*WRITTEN REQUEST:*
Starting with the line containing "indicate: crowd of people" and continuing through the end of the material, reproduce those lines, substituting "shaved head" for "bald head" and leaving everything else unchanged.

━━━━━ INPUT MATERIAL ━━━━━

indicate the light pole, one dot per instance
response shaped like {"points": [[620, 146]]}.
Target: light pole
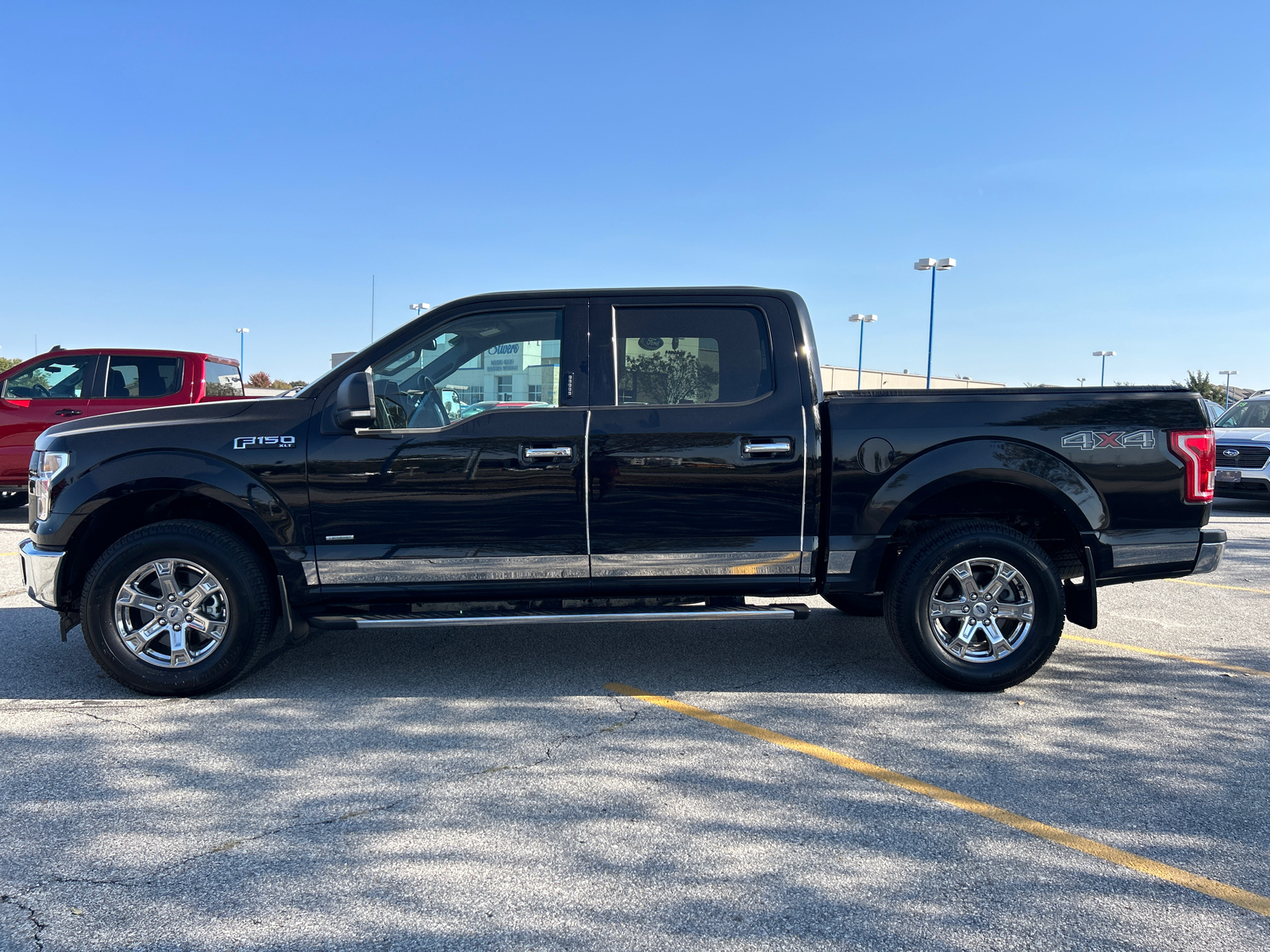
{"points": [[241, 332], [1229, 374], [1104, 355], [930, 264], [861, 319]]}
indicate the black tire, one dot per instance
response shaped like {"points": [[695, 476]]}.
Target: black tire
{"points": [[248, 600], [933, 644], [856, 603]]}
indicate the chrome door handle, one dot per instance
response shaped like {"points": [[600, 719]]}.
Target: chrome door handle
{"points": [[766, 446]]}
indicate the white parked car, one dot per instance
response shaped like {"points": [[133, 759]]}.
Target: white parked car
{"points": [[1244, 450]]}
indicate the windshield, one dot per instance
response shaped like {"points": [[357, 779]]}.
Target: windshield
{"points": [[1249, 413]]}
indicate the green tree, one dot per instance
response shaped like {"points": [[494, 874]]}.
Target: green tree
{"points": [[1202, 385], [670, 378]]}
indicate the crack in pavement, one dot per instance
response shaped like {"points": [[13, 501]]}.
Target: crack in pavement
{"points": [[37, 927]]}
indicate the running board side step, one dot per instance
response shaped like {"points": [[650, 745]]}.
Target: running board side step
{"points": [[432, 620]]}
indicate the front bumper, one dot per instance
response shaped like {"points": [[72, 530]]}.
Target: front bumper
{"points": [[40, 570]]}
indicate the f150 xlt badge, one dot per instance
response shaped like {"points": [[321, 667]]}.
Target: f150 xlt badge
{"points": [[1118, 440], [248, 442]]}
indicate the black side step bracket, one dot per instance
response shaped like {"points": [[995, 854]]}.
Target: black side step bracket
{"points": [[431, 620]]}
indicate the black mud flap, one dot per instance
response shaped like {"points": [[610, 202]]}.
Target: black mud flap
{"points": [[1083, 601]]}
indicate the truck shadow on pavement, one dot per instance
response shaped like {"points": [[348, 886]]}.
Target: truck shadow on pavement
{"points": [[475, 787]]}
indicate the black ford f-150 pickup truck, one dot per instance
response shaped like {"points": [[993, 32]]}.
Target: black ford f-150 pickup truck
{"points": [[588, 456]]}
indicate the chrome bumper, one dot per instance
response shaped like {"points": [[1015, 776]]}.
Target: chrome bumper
{"points": [[40, 571]]}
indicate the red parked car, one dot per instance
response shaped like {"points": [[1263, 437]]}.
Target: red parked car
{"points": [[64, 385]]}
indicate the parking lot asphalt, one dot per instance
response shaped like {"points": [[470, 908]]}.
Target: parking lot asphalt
{"points": [[483, 789]]}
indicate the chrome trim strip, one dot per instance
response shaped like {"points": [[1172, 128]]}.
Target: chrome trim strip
{"points": [[677, 564], [618, 385], [1126, 556], [1210, 558], [841, 562], [709, 615], [802, 516], [40, 568], [586, 486], [403, 571]]}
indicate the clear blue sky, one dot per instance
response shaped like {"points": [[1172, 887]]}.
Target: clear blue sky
{"points": [[175, 171]]}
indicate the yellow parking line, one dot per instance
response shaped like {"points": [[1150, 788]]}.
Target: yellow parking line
{"points": [[1168, 654], [1210, 585], [1130, 861]]}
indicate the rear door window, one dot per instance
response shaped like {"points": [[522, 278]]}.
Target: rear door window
{"points": [[140, 378], [673, 355], [221, 378]]}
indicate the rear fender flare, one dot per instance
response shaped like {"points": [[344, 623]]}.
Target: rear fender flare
{"points": [[984, 461]]}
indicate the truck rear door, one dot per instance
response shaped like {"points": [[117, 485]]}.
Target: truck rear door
{"points": [[696, 467]]}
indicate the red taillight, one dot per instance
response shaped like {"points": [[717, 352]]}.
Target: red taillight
{"points": [[1198, 450]]}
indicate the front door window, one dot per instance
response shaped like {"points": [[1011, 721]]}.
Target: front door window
{"points": [[444, 376]]}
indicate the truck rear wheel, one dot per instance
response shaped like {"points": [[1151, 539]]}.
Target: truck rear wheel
{"points": [[177, 608], [976, 606]]}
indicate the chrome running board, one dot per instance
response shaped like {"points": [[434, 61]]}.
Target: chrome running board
{"points": [[432, 620]]}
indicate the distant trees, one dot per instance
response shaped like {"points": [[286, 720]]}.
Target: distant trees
{"points": [[1202, 385], [264, 381]]}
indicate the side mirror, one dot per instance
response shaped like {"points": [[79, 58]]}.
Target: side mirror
{"points": [[355, 401]]}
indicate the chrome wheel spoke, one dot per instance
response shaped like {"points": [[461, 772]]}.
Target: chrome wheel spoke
{"points": [[949, 609], [964, 575], [140, 639], [1019, 611], [130, 597], [996, 640]]}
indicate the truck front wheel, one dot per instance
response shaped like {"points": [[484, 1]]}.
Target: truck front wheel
{"points": [[177, 608], [976, 606]]}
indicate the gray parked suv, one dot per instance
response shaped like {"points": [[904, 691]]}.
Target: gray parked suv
{"points": [[1244, 448]]}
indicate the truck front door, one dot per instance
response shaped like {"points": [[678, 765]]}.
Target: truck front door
{"points": [[698, 447], [469, 482], [52, 391]]}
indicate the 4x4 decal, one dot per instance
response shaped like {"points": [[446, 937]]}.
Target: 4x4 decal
{"points": [[1111, 440]]}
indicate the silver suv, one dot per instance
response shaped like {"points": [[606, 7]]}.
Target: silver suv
{"points": [[1244, 448]]}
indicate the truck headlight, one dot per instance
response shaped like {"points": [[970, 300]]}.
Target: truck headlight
{"points": [[44, 470]]}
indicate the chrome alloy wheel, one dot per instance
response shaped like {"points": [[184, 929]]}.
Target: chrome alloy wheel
{"points": [[982, 609], [171, 613]]}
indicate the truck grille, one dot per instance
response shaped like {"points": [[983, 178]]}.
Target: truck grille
{"points": [[1246, 459]]}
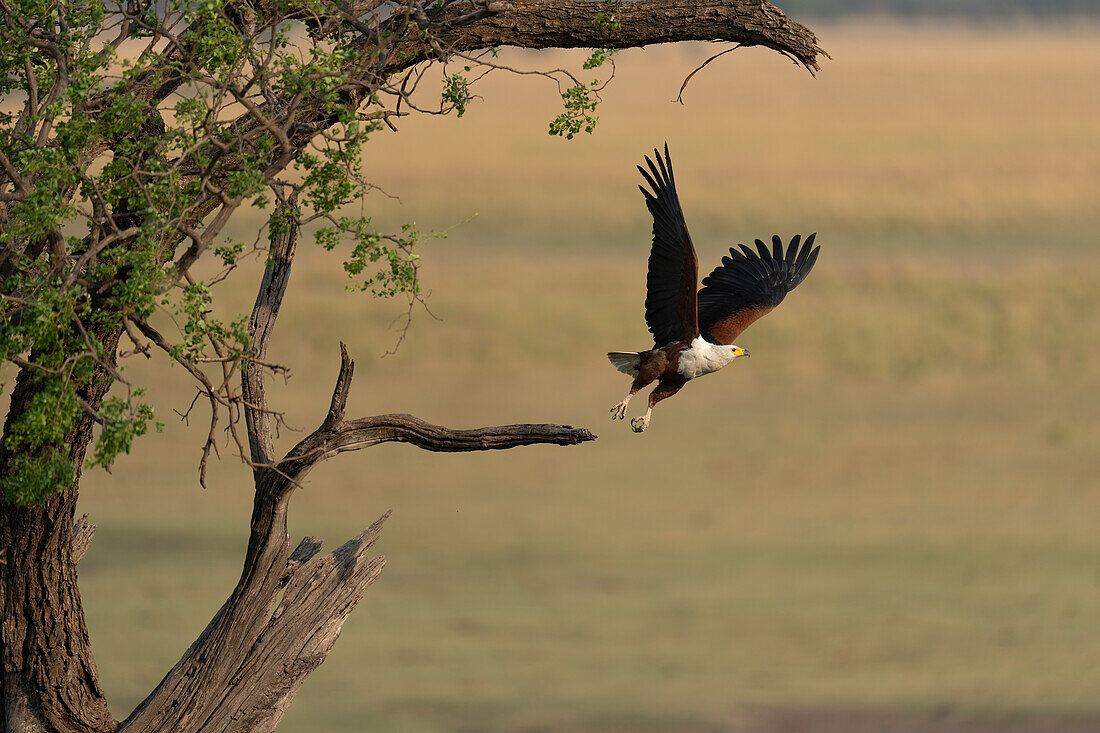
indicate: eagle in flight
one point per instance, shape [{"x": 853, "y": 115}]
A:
[{"x": 693, "y": 332}]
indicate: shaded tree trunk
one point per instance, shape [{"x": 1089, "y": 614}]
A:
[{"x": 47, "y": 675}]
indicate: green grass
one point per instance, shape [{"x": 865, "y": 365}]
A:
[{"x": 893, "y": 504}]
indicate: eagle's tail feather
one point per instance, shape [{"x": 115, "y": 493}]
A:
[{"x": 625, "y": 361}]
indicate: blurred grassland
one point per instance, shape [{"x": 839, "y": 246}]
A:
[{"x": 892, "y": 504}]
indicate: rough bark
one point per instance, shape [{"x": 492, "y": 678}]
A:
[
  {"x": 47, "y": 675},
  {"x": 576, "y": 24}
]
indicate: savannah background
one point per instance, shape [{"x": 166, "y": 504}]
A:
[{"x": 888, "y": 514}]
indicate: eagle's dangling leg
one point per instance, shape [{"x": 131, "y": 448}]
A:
[
  {"x": 618, "y": 412},
  {"x": 662, "y": 391},
  {"x": 646, "y": 376}
]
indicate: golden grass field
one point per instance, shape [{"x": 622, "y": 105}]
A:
[{"x": 893, "y": 505}]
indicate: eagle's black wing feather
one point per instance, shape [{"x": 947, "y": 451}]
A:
[
  {"x": 673, "y": 270},
  {"x": 750, "y": 283}
]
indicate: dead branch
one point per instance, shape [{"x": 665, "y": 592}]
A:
[{"x": 261, "y": 326}]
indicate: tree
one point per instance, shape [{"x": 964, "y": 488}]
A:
[{"x": 130, "y": 134}]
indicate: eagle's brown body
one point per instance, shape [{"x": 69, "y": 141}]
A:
[{"x": 694, "y": 331}]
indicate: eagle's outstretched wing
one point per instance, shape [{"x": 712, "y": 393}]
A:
[
  {"x": 673, "y": 270},
  {"x": 748, "y": 284}
]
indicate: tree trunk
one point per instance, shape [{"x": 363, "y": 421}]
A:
[{"x": 48, "y": 681}]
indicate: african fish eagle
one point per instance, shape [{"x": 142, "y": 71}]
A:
[{"x": 693, "y": 332}]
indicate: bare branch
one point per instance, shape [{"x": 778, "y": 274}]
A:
[{"x": 268, "y": 299}]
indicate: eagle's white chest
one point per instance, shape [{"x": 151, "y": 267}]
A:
[{"x": 702, "y": 358}]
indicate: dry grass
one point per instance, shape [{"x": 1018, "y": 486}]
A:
[{"x": 893, "y": 503}]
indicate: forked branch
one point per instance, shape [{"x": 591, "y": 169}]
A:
[{"x": 287, "y": 609}]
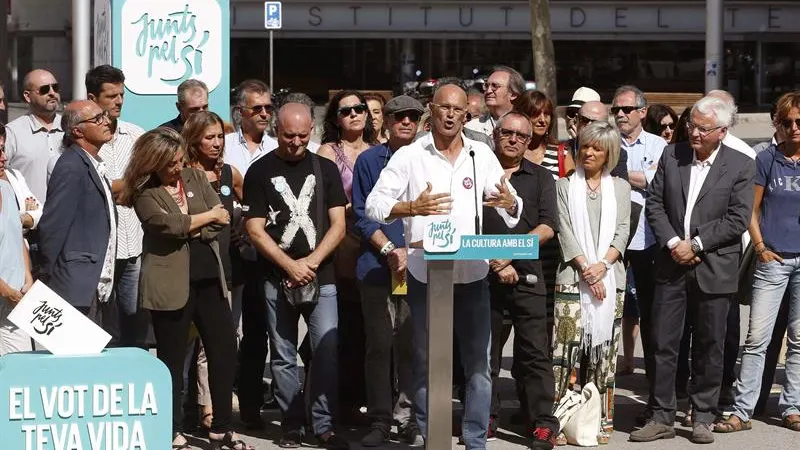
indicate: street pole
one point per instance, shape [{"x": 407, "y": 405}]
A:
[
  {"x": 81, "y": 45},
  {"x": 271, "y": 81},
  {"x": 714, "y": 44}
]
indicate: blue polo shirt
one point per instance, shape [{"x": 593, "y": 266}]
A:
[
  {"x": 371, "y": 267},
  {"x": 780, "y": 206}
]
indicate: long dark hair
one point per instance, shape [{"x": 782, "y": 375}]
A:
[
  {"x": 330, "y": 126},
  {"x": 655, "y": 114}
]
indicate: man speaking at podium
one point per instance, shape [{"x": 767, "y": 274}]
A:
[{"x": 440, "y": 173}]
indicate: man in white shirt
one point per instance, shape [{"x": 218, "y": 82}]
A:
[
  {"x": 434, "y": 176},
  {"x": 105, "y": 86},
  {"x": 500, "y": 90},
  {"x": 644, "y": 149}
]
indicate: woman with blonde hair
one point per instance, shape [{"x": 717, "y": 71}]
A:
[
  {"x": 594, "y": 223},
  {"x": 182, "y": 279}
]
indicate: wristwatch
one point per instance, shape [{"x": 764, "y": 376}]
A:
[{"x": 387, "y": 248}]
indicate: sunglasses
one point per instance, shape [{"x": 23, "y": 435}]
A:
[
  {"x": 346, "y": 110},
  {"x": 98, "y": 119},
  {"x": 625, "y": 109},
  {"x": 583, "y": 120},
  {"x": 258, "y": 109},
  {"x": 787, "y": 123},
  {"x": 508, "y": 134},
  {"x": 412, "y": 116},
  {"x": 45, "y": 89},
  {"x": 571, "y": 113}
]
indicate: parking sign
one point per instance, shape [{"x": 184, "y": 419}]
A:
[{"x": 272, "y": 15}]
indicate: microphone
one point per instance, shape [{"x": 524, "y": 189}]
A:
[{"x": 475, "y": 186}]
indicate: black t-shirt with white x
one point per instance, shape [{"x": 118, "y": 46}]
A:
[{"x": 283, "y": 192}]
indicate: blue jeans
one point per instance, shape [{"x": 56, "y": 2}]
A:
[
  {"x": 322, "y": 320},
  {"x": 770, "y": 282},
  {"x": 472, "y": 326}
]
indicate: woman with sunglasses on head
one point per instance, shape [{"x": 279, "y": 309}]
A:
[
  {"x": 205, "y": 142},
  {"x": 376, "y": 103},
  {"x": 774, "y": 229},
  {"x": 661, "y": 121},
  {"x": 182, "y": 279},
  {"x": 347, "y": 132}
]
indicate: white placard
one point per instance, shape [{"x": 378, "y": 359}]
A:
[{"x": 56, "y": 325}]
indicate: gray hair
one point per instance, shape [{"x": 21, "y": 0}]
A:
[
  {"x": 641, "y": 101},
  {"x": 70, "y": 119},
  {"x": 604, "y": 136},
  {"x": 516, "y": 82},
  {"x": 712, "y": 105},
  {"x": 188, "y": 86}
]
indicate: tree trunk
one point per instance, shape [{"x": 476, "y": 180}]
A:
[{"x": 544, "y": 65}]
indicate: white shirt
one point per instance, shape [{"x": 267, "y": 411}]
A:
[
  {"x": 643, "y": 156},
  {"x": 106, "y": 283},
  {"x": 697, "y": 178},
  {"x": 116, "y": 154},
  {"x": 239, "y": 155},
  {"x": 738, "y": 145},
  {"x": 483, "y": 124},
  {"x": 406, "y": 176}
]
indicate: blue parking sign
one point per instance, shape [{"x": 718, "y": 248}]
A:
[{"x": 272, "y": 15}]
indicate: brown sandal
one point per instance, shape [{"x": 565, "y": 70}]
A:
[
  {"x": 732, "y": 424},
  {"x": 792, "y": 422}
]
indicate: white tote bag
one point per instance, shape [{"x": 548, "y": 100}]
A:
[{"x": 583, "y": 426}]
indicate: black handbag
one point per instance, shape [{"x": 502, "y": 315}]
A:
[{"x": 308, "y": 294}]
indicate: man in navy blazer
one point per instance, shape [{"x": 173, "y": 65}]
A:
[{"x": 77, "y": 229}]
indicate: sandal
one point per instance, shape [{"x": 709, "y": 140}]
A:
[
  {"x": 733, "y": 424},
  {"x": 229, "y": 443},
  {"x": 792, "y": 422}
]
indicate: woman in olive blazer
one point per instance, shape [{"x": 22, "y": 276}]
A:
[{"x": 182, "y": 280}]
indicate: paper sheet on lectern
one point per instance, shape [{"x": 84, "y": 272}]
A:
[{"x": 56, "y": 325}]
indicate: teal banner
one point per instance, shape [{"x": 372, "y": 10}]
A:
[
  {"x": 490, "y": 246},
  {"x": 118, "y": 399},
  {"x": 159, "y": 44}
]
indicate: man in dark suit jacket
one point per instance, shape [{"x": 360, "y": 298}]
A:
[
  {"x": 78, "y": 225},
  {"x": 699, "y": 204}
]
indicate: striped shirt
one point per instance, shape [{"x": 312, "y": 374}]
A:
[{"x": 116, "y": 154}]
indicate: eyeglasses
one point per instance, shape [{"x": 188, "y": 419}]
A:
[
  {"x": 456, "y": 110},
  {"x": 625, "y": 109},
  {"x": 493, "y": 86},
  {"x": 787, "y": 123},
  {"x": 505, "y": 133},
  {"x": 45, "y": 89},
  {"x": 571, "y": 113},
  {"x": 412, "y": 116},
  {"x": 583, "y": 120},
  {"x": 690, "y": 127},
  {"x": 346, "y": 110},
  {"x": 98, "y": 119},
  {"x": 258, "y": 109}
]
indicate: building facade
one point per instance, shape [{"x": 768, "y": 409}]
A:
[{"x": 369, "y": 44}]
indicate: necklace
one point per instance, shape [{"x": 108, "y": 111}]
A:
[{"x": 592, "y": 191}]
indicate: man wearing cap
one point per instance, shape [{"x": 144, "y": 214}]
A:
[
  {"x": 380, "y": 268},
  {"x": 579, "y": 98}
]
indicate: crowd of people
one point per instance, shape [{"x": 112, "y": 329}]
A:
[{"x": 219, "y": 236}]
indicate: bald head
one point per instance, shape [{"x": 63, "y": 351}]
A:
[{"x": 594, "y": 110}]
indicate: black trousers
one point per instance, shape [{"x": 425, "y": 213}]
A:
[
  {"x": 254, "y": 346},
  {"x": 642, "y": 263},
  {"x": 210, "y": 312},
  {"x": 532, "y": 367},
  {"x": 709, "y": 315}
]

━━━━━

*ANSWER TO THIS TASK:*
indicate: crowd of people
one point per instance, shape [{"x": 112, "y": 329}]
A:
[{"x": 219, "y": 236}]
indicate: shaved head
one point per instance, shape [{"x": 63, "y": 351}]
A:
[{"x": 594, "y": 110}]
indicate: black trousers
one point per instance, shape [{"x": 425, "y": 213}]
A:
[
  {"x": 254, "y": 346},
  {"x": 642, "y": 263},
  {"x": 210, "y": 312},
  {"x": 532, "y": 367},
  {"x": 709, "y": 315}
]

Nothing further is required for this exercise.